TASKS TO CARRY OUT:
1 > Could you reproduce the essay word for word between "One day I came" and "to our house.", inclusive?
2 > What does the essay say, summed up in two sentences?

[[ SOURCE PASSAGE open ]]

In defense of the expert I had interviewed previously, she did note that there is no 100 percent guaranteed effective response. Even if you stop running, show submission, or quickly grill the dog a bratwurst, it may bite you anyways. When that happens, your main goal is to mitigate the damage.
What surprised me the most during my encounter was my complete lack of what some call “the killer instinct.” I could have assumed dominance and punted the dog in the face or ribs, anything. Yet even as it growled and jumped, I knew I didn’t want to hurt it. More than anything, I wasn’t sure what to do. All I could do was stay on the defensive and see what would happen next. Fight or flight. According to adage, those are the two options. I think we should add flounder to the drop-down list.
As it turns out, I flounder in tense moments when unexpected danger comes into play. The dog attack brought back a shameful memory.
My brother and I were latchkey kids in the early 80s. At the time, our mom was a probation officer and she had a few wackos assigned to her. Beyond the fact that there was some partially-justified paranoia about convicts coming to our house to dismember us, we were also devotees of classic horror movies from that era so any isolated moment had the potential to end in a bloody death at the hands of a masked lunatic. I thought about that all the time and the Iron Maiden posters on my bedroom wall provided little comfort.
One day I came home from school by myself. I was maybe in the 5th grade. My brother had some sort of an appointment so I was on my own to open the back door, come inside, veg, and snack. Of course, I had the long walk down my street to get good and scared. When the bus dropped me off, I scanned the woods for movement. I watched for old suspicious cars to slowly turn down our street. I felt murderous eyes upon me with every step and I wanted to sprint the last 50 yards to our house.
I let myself into the back door that opened to our laundry room, and shut it behind me. I had made it! Moments later I heard thundering footsteps coming down the stairs. Someone was inside the supposedly empty house and tearing down the stairs like he was in a race. I had a few precious seconds to get a weapon or run from the house–instead I slid down the wall, sobbing, and with pitiful resignation awaited my executioner.

[[ SOURCE PASSAGE closed ]]
[[ INFORMATION PROVIDED open ]]

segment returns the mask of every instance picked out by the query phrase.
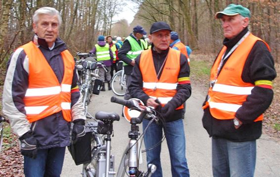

[[ INFORMATION PROVIDED closed ]]

RESULTS IN ORDER:
1 >
One day I came home from school by myself. I was maybe in the 5th grade. My brother had some sort of an appointment so I was on my own to open the back door, come inside, veg, and snack. Of course, I had the long walk down my street to get good and scared. When the bus dropped me off, I scanned the woods for movement. I watched for old suspicious cars to slowly turn down our street. I felt murderous eyes upon me with every step and I wanted to sprint the last 50 yards to our house.

2 > After noting an expert's point that no response is guaranteed to prevent a dog bite, the writer describes being surprised at lacking any "killer instinct" during a dog encounter and concludes that the writer flounders when unexpected danger appears. The attack brought back a shameful childhood memory of coming home alone as a latchkey kid, already frightened by horror movies and fears about convicts, and hearing footsteps thundering down the stairs, at which the writer slid down the wall sobbing instead of getting a weapon or running.